**Problem description**
Copy the lines exactly, starting with the line that contains "target: boy's bare foot" and going on through the last line of the entries.

──────

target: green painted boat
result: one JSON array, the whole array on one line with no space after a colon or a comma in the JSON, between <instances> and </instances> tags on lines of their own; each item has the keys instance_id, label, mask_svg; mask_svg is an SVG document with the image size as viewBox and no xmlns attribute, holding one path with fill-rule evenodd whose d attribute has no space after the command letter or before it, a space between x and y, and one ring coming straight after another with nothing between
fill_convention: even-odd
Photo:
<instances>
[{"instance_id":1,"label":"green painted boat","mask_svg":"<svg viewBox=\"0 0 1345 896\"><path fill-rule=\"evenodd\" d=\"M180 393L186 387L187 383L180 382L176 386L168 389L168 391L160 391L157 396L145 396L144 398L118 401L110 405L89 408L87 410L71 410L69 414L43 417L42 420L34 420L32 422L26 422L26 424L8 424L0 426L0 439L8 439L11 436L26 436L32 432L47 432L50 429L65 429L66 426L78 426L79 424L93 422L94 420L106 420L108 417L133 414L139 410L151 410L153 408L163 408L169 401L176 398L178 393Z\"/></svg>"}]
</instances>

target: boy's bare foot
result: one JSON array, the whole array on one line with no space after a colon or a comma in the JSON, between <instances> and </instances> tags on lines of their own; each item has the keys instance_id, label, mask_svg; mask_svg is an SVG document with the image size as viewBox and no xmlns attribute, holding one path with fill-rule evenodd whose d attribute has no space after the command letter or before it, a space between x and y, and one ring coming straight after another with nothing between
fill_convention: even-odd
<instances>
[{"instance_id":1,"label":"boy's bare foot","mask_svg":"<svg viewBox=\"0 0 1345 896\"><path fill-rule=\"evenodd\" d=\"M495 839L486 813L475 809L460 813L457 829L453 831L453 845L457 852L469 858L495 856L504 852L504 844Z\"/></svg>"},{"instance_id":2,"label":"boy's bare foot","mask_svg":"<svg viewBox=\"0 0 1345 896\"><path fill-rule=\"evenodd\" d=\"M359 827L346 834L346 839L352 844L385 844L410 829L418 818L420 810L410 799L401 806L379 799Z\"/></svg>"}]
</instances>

──────

**Solution to the exercise**
target: boy's bare foot
result: one JSON array, the whole array on one line with no space after a colon or a comma in the JSON, between <instances> and </instances> tags on lines of their own; each item has the keys instance_id, label, mask_svg; mask_svg is an SVG document with the image size as viewBox and no xmlns attribute, holding one path with fill-rule evenodd whose d attribute has no space after the command letter or before it, a space between x and y, and one ring coming straight after another with nothing between
fill_convention: even-odd
<instances>
[{"instance_id":1,"label":"boy's bare foot","mask_svg":"<svg viewBox=\"0 0 1345 896\"><path fill-rule=\"evenodd\" d=\"M495 839L486 813L475 809L460 813L457 829L453 831L453 845L457 852L469 858L495 856L504 852L504 844Z\"/></svg>"},{"instance_id":2,"label":"boy's bare foot","mask_svg":"<svg viewBox=\"0 0 1345 896\"><path fill-rule=\"evenodd\" d=\"M359 827L346 834L346 839L352 844L385 844L410 829L418 818L420 810L410 799L401 806L379 799Z\"/></svg>"}]
</instances>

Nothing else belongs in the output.